* ACTION ITEM:
With both ends included, repeat exactly the lines of the entries below from the one containing "Each <instance> requires" down to the one containing "positive clicks: (444, 78) (319, 89)", and no others.

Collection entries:
****************************************
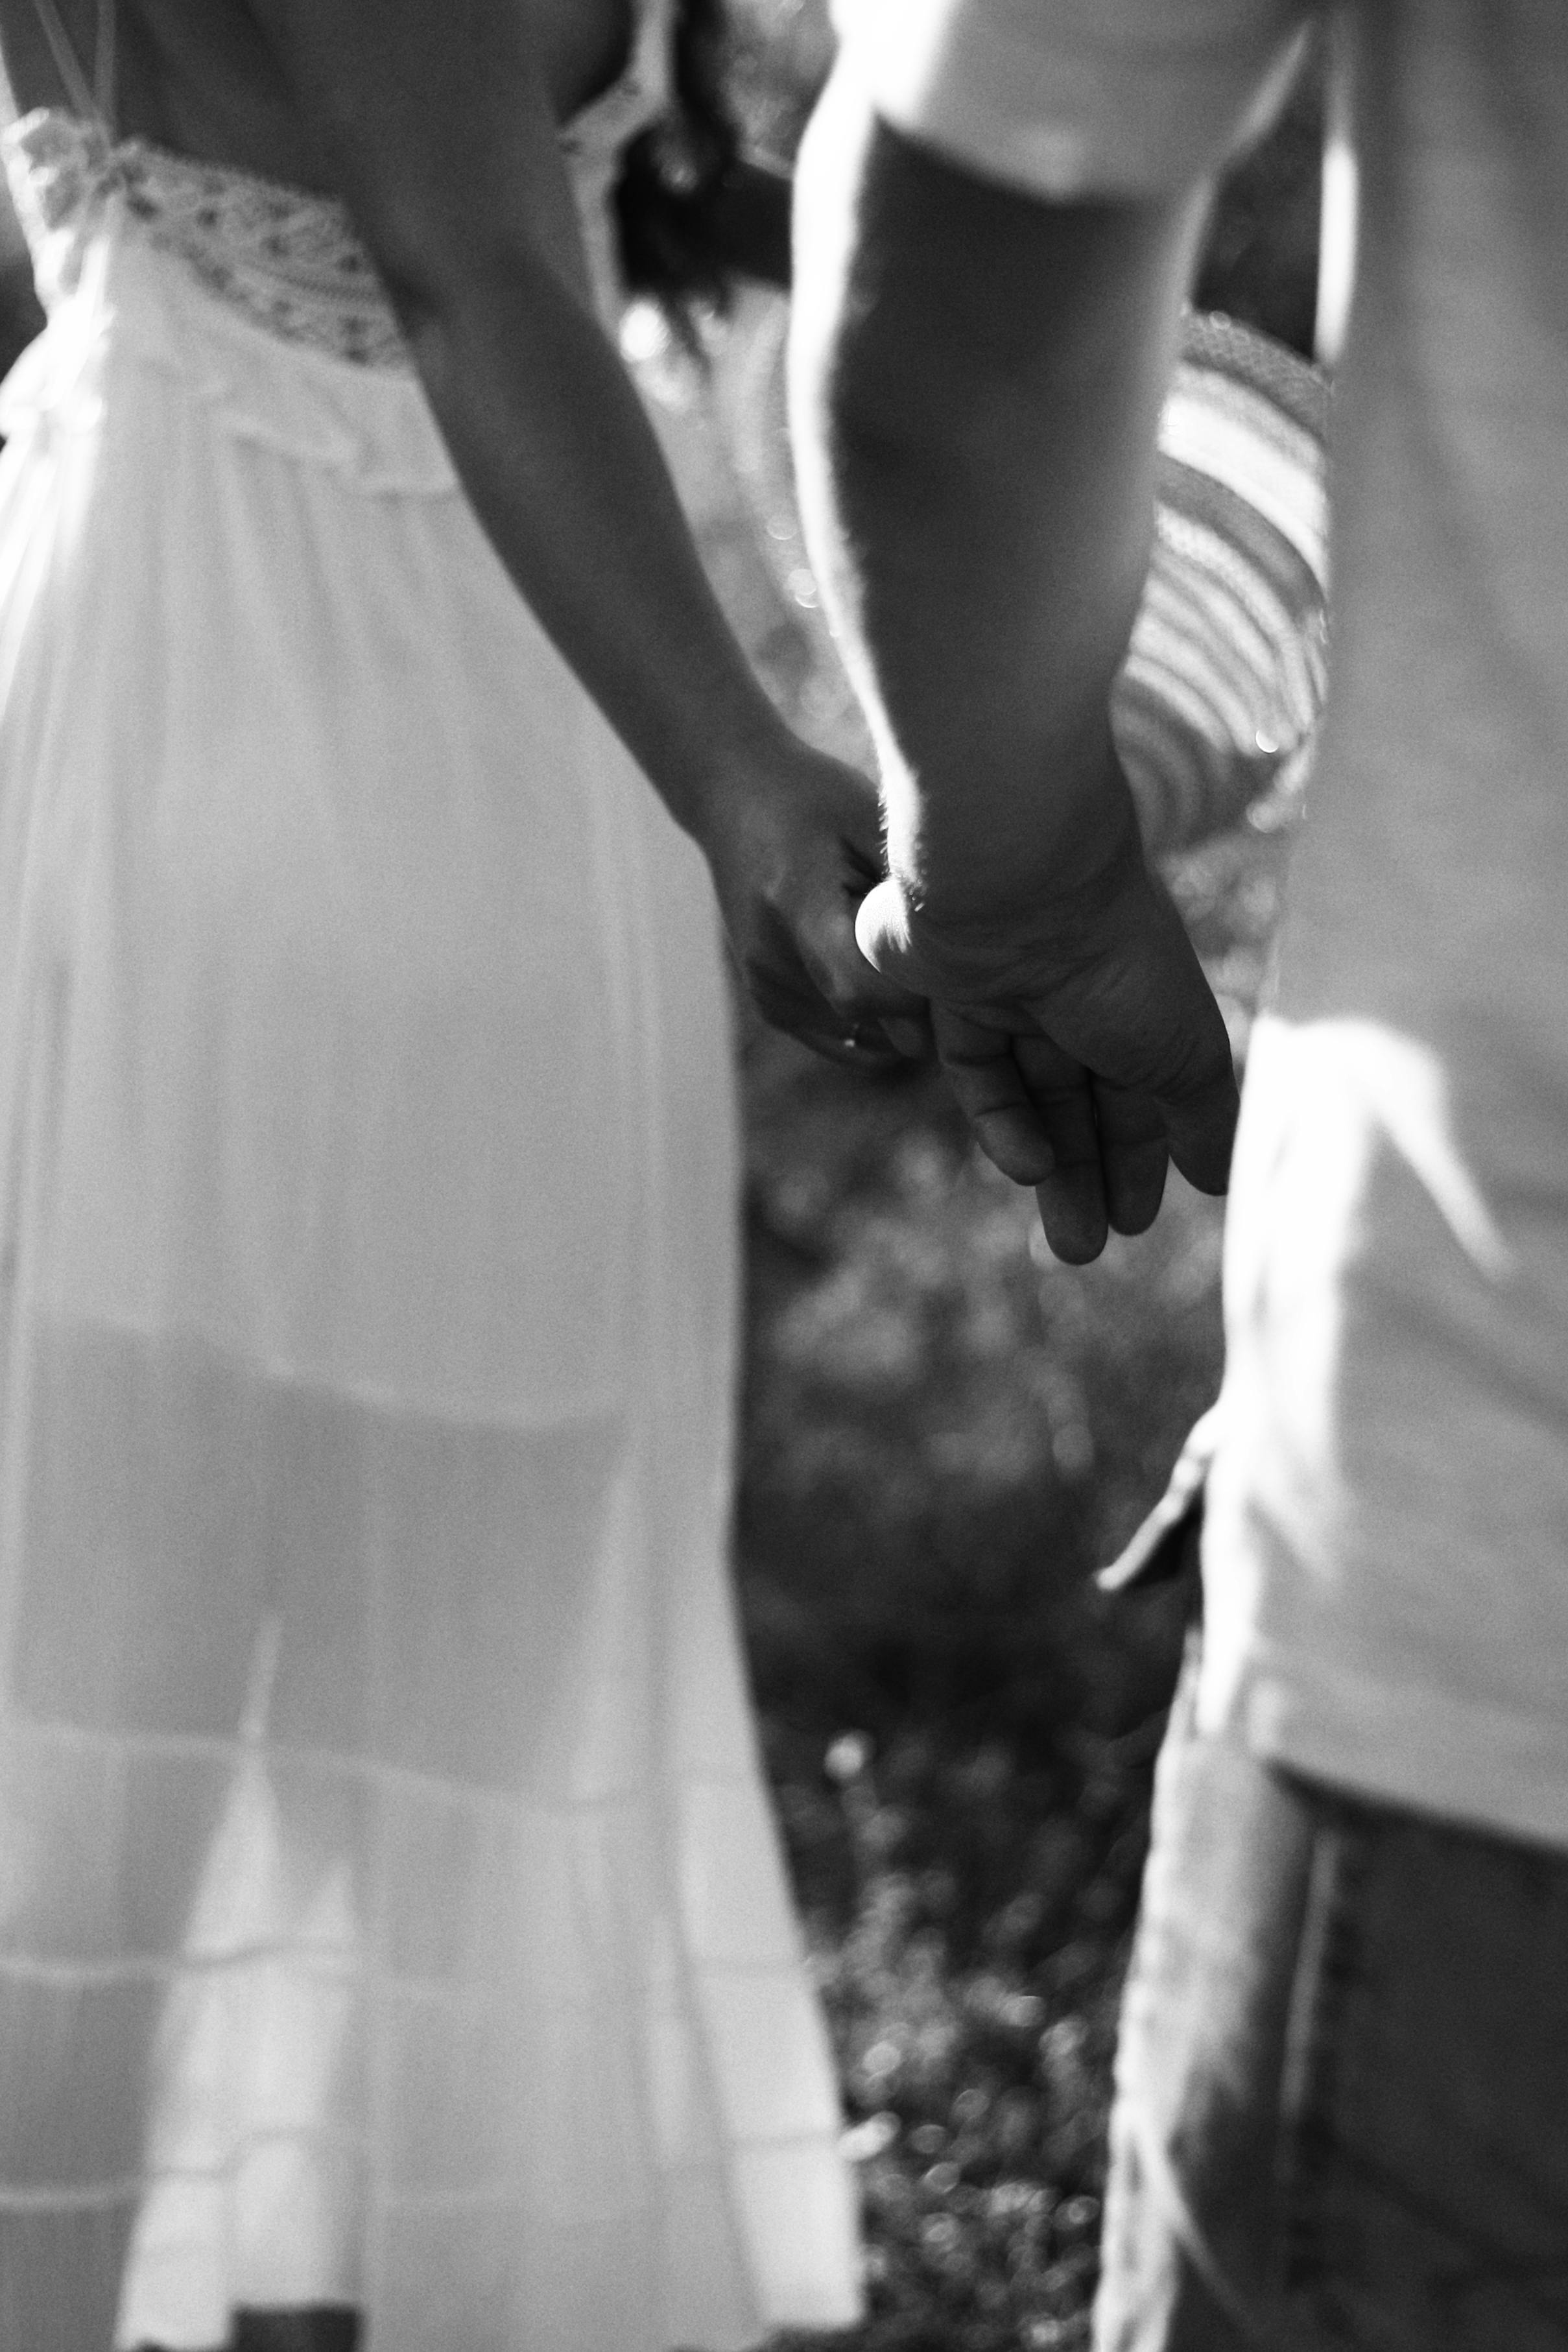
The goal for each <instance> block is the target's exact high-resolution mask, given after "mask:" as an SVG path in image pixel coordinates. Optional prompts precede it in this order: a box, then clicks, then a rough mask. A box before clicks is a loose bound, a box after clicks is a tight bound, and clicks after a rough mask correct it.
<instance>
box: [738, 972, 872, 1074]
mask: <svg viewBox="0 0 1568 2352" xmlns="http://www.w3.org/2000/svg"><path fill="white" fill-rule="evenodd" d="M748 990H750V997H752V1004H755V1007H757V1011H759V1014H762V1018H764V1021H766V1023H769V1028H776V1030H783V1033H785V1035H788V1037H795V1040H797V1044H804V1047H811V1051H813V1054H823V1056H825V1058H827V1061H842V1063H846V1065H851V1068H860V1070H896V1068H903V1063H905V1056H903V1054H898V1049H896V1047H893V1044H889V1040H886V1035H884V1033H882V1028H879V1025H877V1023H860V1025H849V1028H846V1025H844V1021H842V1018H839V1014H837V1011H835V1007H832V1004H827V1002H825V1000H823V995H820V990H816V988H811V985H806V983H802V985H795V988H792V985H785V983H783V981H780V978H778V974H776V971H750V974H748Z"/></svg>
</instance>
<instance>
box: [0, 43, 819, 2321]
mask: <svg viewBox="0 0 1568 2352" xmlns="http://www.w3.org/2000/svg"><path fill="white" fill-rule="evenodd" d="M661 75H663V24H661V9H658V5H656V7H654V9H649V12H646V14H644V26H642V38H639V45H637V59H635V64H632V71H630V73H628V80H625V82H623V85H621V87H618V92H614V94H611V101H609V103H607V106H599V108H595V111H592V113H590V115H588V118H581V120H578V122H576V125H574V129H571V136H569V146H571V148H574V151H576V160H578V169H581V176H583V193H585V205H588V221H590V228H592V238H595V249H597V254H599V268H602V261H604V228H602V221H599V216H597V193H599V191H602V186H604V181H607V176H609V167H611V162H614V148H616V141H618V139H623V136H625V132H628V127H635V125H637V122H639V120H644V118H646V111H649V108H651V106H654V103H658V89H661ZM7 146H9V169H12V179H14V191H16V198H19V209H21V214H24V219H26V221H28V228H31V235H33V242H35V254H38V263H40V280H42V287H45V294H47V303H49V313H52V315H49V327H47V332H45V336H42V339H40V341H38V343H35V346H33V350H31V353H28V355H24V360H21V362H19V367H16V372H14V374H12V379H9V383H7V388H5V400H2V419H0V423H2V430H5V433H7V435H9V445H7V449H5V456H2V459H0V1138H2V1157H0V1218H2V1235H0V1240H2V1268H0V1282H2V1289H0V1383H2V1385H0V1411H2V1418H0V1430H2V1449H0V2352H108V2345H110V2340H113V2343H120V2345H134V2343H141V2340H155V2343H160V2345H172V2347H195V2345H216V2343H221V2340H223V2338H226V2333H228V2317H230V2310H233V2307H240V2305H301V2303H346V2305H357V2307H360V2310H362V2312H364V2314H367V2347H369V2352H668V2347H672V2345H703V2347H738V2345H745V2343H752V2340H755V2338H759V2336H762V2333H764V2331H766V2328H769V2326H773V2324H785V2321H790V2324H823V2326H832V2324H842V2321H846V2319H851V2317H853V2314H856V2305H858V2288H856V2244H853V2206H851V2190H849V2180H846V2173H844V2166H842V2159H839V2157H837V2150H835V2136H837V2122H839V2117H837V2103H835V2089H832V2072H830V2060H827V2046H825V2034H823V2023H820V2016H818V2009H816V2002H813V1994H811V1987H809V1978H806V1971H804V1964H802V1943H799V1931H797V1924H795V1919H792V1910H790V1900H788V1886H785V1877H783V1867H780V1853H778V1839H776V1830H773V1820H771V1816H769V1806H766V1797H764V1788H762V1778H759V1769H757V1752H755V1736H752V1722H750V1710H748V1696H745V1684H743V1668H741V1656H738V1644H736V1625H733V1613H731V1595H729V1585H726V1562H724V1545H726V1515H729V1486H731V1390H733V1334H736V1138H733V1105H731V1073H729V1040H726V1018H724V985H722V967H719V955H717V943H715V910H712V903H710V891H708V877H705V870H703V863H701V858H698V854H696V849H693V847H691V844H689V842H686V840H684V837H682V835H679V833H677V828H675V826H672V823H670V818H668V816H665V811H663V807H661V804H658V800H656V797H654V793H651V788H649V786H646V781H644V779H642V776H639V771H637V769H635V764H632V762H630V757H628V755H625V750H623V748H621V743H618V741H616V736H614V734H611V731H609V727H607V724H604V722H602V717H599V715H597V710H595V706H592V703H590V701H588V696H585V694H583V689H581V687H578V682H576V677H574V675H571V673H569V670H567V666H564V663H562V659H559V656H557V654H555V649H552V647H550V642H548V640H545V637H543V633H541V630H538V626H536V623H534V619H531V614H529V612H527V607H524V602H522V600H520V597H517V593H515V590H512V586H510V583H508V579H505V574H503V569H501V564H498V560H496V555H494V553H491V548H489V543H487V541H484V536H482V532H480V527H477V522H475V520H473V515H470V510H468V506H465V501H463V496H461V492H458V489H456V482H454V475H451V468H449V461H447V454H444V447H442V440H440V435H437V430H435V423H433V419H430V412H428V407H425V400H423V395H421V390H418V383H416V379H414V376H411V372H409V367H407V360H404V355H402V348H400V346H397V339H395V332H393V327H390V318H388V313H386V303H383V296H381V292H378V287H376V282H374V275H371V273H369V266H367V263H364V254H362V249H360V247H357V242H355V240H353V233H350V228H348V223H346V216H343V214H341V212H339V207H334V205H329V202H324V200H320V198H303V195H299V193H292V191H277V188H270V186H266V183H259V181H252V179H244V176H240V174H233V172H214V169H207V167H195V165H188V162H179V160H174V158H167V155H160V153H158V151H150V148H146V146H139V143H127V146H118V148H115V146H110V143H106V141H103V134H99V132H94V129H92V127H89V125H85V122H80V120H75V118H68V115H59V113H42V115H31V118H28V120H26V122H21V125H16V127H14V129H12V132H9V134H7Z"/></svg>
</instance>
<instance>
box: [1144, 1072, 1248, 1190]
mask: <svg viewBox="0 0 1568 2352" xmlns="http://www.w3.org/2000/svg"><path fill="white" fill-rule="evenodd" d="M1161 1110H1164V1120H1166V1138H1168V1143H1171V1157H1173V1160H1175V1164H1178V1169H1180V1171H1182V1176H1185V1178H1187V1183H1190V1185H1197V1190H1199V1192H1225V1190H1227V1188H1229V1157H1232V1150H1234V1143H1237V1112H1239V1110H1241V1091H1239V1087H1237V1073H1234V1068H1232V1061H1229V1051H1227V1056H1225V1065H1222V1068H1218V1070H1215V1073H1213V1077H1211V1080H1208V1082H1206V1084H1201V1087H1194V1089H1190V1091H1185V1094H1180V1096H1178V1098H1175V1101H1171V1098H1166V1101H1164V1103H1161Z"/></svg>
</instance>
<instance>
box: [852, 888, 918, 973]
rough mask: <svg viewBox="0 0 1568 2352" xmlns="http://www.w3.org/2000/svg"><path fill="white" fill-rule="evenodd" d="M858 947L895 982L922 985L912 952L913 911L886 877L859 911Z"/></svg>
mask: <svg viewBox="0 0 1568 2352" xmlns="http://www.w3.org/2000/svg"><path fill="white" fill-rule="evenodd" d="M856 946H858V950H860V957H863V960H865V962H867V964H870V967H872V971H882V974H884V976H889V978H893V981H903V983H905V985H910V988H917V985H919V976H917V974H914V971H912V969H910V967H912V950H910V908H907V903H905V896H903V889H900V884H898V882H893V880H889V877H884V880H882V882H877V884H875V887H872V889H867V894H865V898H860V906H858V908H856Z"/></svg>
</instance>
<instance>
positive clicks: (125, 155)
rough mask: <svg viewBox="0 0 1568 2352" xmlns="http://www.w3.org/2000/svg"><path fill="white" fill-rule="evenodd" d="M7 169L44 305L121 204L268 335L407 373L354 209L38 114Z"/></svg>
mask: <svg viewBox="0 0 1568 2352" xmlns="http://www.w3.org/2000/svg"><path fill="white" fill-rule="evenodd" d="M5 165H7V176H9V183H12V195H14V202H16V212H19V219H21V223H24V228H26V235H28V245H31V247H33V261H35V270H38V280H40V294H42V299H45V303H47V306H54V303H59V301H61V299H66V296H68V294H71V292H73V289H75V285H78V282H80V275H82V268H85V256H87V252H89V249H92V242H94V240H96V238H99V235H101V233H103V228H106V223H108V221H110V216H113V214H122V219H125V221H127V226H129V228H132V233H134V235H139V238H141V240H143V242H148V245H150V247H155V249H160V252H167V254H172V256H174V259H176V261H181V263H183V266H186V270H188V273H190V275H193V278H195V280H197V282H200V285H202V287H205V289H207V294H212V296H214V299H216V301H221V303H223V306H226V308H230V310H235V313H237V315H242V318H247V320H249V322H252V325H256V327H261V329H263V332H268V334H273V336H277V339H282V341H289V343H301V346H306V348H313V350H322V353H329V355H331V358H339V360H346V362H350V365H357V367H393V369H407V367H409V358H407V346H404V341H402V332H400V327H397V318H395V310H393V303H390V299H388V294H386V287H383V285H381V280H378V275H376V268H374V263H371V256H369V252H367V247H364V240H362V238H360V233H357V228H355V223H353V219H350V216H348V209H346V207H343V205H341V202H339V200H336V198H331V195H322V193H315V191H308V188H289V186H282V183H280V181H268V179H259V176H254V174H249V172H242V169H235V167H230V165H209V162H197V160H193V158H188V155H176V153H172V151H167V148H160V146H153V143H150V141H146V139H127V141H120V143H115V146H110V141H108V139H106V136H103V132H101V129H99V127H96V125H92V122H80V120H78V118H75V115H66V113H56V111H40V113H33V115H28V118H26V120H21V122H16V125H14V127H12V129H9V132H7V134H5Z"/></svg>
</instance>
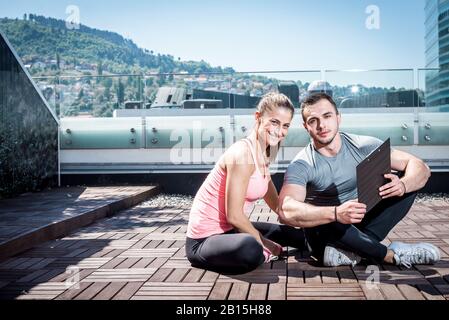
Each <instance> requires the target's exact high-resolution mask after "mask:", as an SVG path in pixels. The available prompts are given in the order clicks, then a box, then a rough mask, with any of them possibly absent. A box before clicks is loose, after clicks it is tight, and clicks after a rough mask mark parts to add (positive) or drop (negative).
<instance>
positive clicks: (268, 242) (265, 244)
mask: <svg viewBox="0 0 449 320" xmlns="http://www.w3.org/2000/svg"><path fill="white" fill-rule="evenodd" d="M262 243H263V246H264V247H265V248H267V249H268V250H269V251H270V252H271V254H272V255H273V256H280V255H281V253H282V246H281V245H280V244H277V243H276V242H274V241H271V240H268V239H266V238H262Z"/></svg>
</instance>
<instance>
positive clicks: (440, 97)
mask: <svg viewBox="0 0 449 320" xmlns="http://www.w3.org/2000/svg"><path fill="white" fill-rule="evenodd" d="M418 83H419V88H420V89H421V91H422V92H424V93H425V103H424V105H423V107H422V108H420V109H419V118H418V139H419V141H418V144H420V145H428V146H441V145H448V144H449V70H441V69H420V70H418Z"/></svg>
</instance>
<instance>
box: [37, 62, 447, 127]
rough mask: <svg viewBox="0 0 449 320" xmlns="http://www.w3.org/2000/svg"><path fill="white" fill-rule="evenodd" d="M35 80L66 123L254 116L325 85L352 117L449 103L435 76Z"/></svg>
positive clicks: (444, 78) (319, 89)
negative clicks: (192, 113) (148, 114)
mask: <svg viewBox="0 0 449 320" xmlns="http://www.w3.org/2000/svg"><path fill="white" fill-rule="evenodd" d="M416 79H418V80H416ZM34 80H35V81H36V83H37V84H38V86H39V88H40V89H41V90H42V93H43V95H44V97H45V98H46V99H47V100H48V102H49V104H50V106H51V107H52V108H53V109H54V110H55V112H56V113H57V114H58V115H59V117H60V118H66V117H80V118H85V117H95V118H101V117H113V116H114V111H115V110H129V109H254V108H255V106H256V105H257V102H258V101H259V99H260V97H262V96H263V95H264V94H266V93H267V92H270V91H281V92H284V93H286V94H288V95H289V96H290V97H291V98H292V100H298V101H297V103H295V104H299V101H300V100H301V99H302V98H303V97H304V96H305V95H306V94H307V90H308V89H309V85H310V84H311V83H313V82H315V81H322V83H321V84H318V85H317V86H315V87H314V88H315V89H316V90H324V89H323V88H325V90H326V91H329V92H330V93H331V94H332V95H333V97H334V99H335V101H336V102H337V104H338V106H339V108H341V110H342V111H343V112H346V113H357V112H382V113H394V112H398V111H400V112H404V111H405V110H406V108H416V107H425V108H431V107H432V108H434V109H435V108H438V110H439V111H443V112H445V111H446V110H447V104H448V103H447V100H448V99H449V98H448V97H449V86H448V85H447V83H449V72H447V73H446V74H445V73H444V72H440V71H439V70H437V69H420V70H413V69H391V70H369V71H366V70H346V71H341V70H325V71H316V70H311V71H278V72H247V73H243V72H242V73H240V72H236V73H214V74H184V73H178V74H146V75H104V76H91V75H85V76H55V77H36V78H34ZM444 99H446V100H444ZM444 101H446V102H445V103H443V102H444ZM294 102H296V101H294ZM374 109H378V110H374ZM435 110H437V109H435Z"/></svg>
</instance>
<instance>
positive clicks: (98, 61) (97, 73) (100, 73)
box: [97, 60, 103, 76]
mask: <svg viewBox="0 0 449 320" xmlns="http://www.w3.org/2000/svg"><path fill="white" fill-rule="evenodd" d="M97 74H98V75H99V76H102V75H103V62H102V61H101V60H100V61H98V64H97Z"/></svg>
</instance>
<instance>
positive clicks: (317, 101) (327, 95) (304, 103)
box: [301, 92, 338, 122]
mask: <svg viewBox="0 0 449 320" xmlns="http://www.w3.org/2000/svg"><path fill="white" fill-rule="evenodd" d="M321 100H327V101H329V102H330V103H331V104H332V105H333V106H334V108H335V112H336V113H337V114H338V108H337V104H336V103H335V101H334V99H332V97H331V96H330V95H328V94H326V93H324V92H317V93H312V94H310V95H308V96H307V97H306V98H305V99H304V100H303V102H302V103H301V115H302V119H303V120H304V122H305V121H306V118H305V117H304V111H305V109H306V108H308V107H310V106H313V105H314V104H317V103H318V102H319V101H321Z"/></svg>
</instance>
****************************************
* EXERCISE RESPONSE:
Each <instance> requires the target's exact high-resolution mask after "mask:", as an SVG path in pixels. The available prompts are given in the order clicks, then a box, then a rough mask, with any of them possibly absent. A box before clicks is loose, after clicks it is tight, and clicks after a rough mask mark parts to add (positive) or drop (negative).
<instance>
positive clicks: (268, 242) (265, 244)
mask: <svg viewBox="0 0 449 320" xmlns="http://www.w3.org/2000/svg"><path fill="white" fill-rule="evenodd" d="M262 243H263V246H264V247H265V248H267V249H268V250H269V251H270V252H271V254H272V255H273V256H280V255H281V253H282V246H281V245H280V244H277V243H276V242H274V241H271V240H268V239H266V238H262Z"/></svg>
</instance>
<instance>
positive clicks: (440, 97)
mask: <svg viewBox="0 0 449 320" xmlns="http://www.w3.org/2000/svg"><path fill="white" fill-rule="evenodd" d="M418 83H419V88H420V89H421V91H422V92H424V93H425V103H424V105H423V107H422V108H420V109H419V118H418V139H419V141H418V144H420V145H428V146H441V145H448V144H449V70H441V69H420V70H418Z"/></svg>
</instance>
<instance>
box: [37, 62, 447, 127]
rough mask: <svg viewBox="0 0 449 320" xmlns="http://www.w3.org/2000/svg"><path fill="white" fill-rule="evenodd" d="M35 80L66 123L254 116L325 85L352 117L449 103L435 76Z"/></svg>
positive clicks: (444, 78) (319, 89)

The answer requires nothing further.